Work to be completed: Can you copy the lines from the one that contains "You are given a photograph. Could you point to the pinto" through the end of the material below, exactly and with nothing else?

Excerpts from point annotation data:
++++++++++

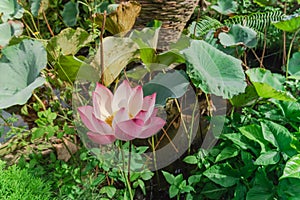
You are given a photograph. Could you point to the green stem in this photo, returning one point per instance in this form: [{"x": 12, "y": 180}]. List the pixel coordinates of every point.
[
  {"x": 33, "y": 22},
  {"x": 127, "y": 179},
  {"x": 40, "y": 101},
  {"x": 289, "y": 53}
]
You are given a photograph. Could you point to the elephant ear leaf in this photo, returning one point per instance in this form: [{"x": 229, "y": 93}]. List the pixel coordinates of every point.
[{"x": 20, "y": 67}]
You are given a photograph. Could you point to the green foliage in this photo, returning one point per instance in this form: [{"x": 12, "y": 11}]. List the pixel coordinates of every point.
[
  {"x": 289, "y": 23},
  {"x": 20, "y": 67},
  {"x": 294, "y": 64},
  {"x": 10, "y": 9},
  {"x": 17, "y": 184},
  {"x": 169, "y": 85},
  {"x": 239, "y": 35},
  {"x": 256, "y": 155},
  {"x": 177, "y": 185},
  {"x": 203, "y": 26},
  {"x": 70, "y": 13},
  {"x": 210, "y": 72},
  {"x": 257, "y": 21},
  {"x": 268, "y": 85},
  {"x": 225, "y": 7}
]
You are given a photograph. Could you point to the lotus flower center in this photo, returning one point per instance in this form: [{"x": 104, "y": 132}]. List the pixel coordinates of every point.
[{"x": 109, "y": 120}]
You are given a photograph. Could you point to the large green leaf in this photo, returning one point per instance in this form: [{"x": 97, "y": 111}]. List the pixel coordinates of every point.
[
  {"x": 8, "y": 30},
  {"x": 292, "y": 168},
  {"x": 68, "y": 42},
  {"x": 70, "y": 13},
  {"x": 268, "y": 84},
  {"x": 117, "y": 53},
  {"x": 279, "y": 136},
  {"x": 20, "y": 67},
  {"x": 285, "y": 191},
  {"x": 268, "y": 158},
  {"x": 254, "y": 132},
  {"x": 225, "y": 7},
  {"x": 290, "y": 110},
  {"x": 68, "y": 67},
  {"x": 245, "y": 99},
  {"x": 169, "y": 85},
  {"x": 289, "y": 23},
  {"x": 10, "y": 9},
  {"x": 239, "y": 35},
  {"x": 214, "y": 71},
  {"x": 222, "y": 174}
]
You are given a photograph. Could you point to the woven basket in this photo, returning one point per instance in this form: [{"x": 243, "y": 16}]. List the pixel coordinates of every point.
[{"x": 173, "y": 13}]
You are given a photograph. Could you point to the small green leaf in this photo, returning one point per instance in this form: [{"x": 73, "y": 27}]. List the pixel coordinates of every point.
[
  {"x": 191, "y": 160},
  {"x": 10, "y": 9},
  {"x": 168, "y": 85},
  {"x": 169, "y": 177},
  {"x": 194, "y": 179},
  {"x": 225, "y": 7},
  {"x": 110, "y": 191},
  {"x": 268, "y": 158},
  {"x": 178, "y": 179},
  {"x": 118, "y": 52},
  {"x": 269, "y": 85},
  {"x": 38, "y": 7},
  {"x": 173, "y": 191},
  {"x": 290, "y": 23},
  {"x": 142, "y": 186},
  {"x": 292, "y": 168},
  {"x": 70, "y": 13},
  {"x": 226, "y": 153},
  {"x": 222, "y": 174},
  {"x": 279, "y": 136},
  {"x": 294, "y": 64},
  {"x": 239, "y": 35},
  {"x": 259, "y": 192},
  {"x": 254, "y": 132},
  {"x": 213, "y": 71},
  {"x": 147, "y": 175},
  {"x": 245, "y": 99}
]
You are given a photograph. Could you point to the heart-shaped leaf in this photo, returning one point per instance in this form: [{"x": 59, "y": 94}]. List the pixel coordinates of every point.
[
  {"x": 117, "y": 53},
  {"x": 292, "y": 168},
  {"x": 214, "y": 71},
  {"x": 269, "y": 85},
  {"x": 10, "y": 9},
  {"x": 169, "y": 85},
  {"x": 239, "y": 35},
  {"x": 225, "y": 7},
  {"x": 20, "y": 67},
  {"x": 289, "y": 23}
]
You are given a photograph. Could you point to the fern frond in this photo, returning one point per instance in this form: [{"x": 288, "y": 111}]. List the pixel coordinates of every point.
[
  {"x": 203, "y": 26},
  {"x": 256, "y": 21}
]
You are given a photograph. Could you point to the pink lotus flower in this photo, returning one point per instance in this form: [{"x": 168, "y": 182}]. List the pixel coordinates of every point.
[{"x": 124, "y": 116}]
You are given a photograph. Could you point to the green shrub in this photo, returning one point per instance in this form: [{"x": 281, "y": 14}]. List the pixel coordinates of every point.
[{"x": 19, "y": 184}]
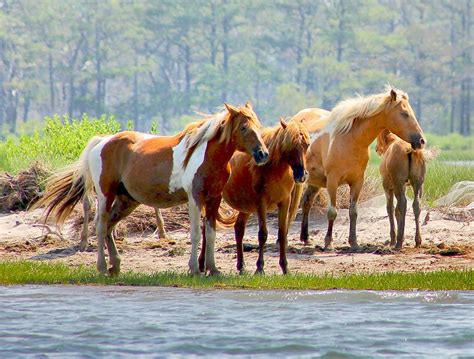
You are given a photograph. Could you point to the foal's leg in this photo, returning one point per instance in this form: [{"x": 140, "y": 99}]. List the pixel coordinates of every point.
[
  {"x": 283, "y": 232},
  {"x": 417, "y": 190},
  {"x": 308, "y": 198},
  {"x": 194, "y": 210},
  {"x": 212, "y": 206},
  {"x": 262, "y": 236},
  {"x": 400, "y": 213},
  {"x": 389, "y": 198},
  {"x": 160, "y": 224},
  {"x": 355, "y": 192},
  {"x": 86, "y": 205},
  {"x": 122, "y": 207},
  {"x": 239, "y": 230},
  {"x": 332, "y": 212}
]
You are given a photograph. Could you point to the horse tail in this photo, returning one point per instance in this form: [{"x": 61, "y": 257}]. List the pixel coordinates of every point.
[
  {"x": 296, "y": 194},
  {"x": 67, "y": 187},
  {"x": 226, "y": 216}
]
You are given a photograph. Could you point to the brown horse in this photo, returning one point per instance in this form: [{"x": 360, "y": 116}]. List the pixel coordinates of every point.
[
  {"x": 341, "y": 152},
  {"x": 252, "y": 188},
  {"x": 401, "y": 166},
  {"x": 127, "y": 169},
  {"x": 314, "y": 119}
]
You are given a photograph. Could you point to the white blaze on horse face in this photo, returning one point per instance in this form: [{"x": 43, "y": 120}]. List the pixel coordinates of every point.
[
  {"x": 95, "y": 166},
  {"x": 183, "y": 178}
]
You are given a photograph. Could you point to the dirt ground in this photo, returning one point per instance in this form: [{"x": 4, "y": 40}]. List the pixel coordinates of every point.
[{"x": 448, "y": 243}]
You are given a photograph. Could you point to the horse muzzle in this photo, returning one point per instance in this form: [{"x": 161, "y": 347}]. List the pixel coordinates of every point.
[
  {"x": 300, "y": 175},
  {"x": 417, "y": 142},
  {"x": 260, "y": 156}
]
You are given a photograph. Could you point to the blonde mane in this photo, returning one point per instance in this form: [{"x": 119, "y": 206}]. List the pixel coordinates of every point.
[
  {"x": 211, "y": 126},
  {"x": 347, "y": 112},
  {"x": 280, "y": 141}
]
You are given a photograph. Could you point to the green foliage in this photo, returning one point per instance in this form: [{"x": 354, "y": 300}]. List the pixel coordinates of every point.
[
  {"x": 29, "y": 272},
  {"x": 61, "y": 142}
]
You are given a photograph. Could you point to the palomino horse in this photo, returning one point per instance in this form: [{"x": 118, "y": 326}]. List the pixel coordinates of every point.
[
  {"x": 314, "y": 119},
  {"x": 127, "y": 169},
  {"x": 252, "y": 188},
  {"x": 401, "y": 166},
  {"x": 341, "y": 152}
]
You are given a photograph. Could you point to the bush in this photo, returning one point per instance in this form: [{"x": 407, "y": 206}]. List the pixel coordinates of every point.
[{"x": 61, "y": 142}]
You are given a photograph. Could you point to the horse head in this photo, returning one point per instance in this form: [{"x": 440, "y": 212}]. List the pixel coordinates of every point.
[
  {"x": 243, "y": 127},
  {"x": 402, "y": 121},
  {"x": 294, "y": 144}
]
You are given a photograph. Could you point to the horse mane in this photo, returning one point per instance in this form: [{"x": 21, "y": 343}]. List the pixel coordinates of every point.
[
  {"x": 218, "y": 124},
  {"x": 384, "y": 139},
  {"x": 347, "y": 112},
  {"x": 280, "y": 141}
]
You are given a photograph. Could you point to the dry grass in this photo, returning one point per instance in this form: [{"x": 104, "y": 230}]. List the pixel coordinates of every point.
[{"x": 18, "y": 192}]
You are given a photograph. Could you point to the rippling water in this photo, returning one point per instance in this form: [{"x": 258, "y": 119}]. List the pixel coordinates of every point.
[{"x": 72, "y": 321}]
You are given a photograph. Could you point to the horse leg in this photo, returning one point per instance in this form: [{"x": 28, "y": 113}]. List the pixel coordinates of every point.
[
  {"x": 262, "y": 236},
  {"x": 194, "y": 210},
  {"x": 122, "y": 207},
  {"x": 308, "y": 198},
  {"x": 417, "y": 190},
  {"x": 102, "y": 219},
  {"x": 283, "y": 233},
  {"x": 160, "y": 224},
  {"x": 332, "y": 213},
  {"x": 400, "y": 213},
  {"x": 212, "y": 206},
  {"x": 202, "y": 255},
  {"x": 239, "y": 230},
  {"x": 389, "y": 198},
  {"x": 86, "y": 205},
  {"x": 354, "y": 193}
]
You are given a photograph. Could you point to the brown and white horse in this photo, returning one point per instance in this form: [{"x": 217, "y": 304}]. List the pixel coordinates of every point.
[
  {"x": 252, "y": 188},
  {"x": 128, "y": 169},
  {"x": 340, "y": 153}
]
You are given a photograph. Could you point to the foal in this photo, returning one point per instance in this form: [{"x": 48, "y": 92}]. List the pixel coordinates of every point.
[
  {"x": 341, "y": 152},
  {"x": 252, "y": 188},
  {"x": 401, "y": 166}
]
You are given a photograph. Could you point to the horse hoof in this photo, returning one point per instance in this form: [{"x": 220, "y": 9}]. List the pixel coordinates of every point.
[
  {"x": 114, "y": 271},
  {"x": 215, "y": 271}
]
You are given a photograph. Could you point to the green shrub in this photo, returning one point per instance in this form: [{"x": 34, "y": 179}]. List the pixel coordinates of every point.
[{"x": 61, "y": 142}]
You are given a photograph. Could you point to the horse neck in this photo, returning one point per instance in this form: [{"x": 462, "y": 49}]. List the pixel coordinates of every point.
[
  {"x": 367, "y": 130},
  {"x": 220, "y": 152}
]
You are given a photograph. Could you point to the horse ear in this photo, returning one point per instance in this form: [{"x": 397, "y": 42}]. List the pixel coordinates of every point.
[
  {"x": 232, "y": 110},
  {"x": 393, "y": 95}
]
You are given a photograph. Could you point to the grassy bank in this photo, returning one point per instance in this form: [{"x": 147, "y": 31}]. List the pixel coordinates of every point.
[{"x": 27, "y": 272}]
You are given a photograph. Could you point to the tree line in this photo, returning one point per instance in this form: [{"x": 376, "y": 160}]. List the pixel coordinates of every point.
[{"x": 158, "y": 61}]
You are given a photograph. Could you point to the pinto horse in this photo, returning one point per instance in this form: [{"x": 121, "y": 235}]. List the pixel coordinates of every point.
[
  {"x": 340, "y": 153},
  {"x": 128, "y": 169},
  {"x": 401, "y": 166},
  {"x": 252, "y": 188}
]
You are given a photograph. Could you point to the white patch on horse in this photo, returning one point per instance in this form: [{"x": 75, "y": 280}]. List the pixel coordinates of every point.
[
  {"x": 183, "y": 178},
  {"x": 95, "y": 166}
]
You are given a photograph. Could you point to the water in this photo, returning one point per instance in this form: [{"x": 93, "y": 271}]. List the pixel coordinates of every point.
[{"x": 60, "y": 321}]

++++++++++

Solution for this exercise:
You are given a photograph. Could you point to the pinto horse in this photo, returning one point per instance in this form: [{"x": 121, "y": 235}]. List the pixel coordinates of every point.
[
  {"x": 340, "y": 153},
  {"x": 128, "y": 169},
  {"x": 401, "y": 166},
  {"x": 252, "y": 188}
]
You are given a photograph. Could you point to the white patch on horse in this photo, returning one point per instance in this form: [{"x": 75, "y": 280}]. List the pixel coordinates of every point.
[
  {"x": 183, "y": 178},
  {"x": 95, "y": 166}
]
You are given a photograph. Could you point to the water in this photo, returning one point per instance in this form: [{"x": 93, "y": 271}]. List the pixel coordinates of every point.
[{"x": 60, "y": 321}]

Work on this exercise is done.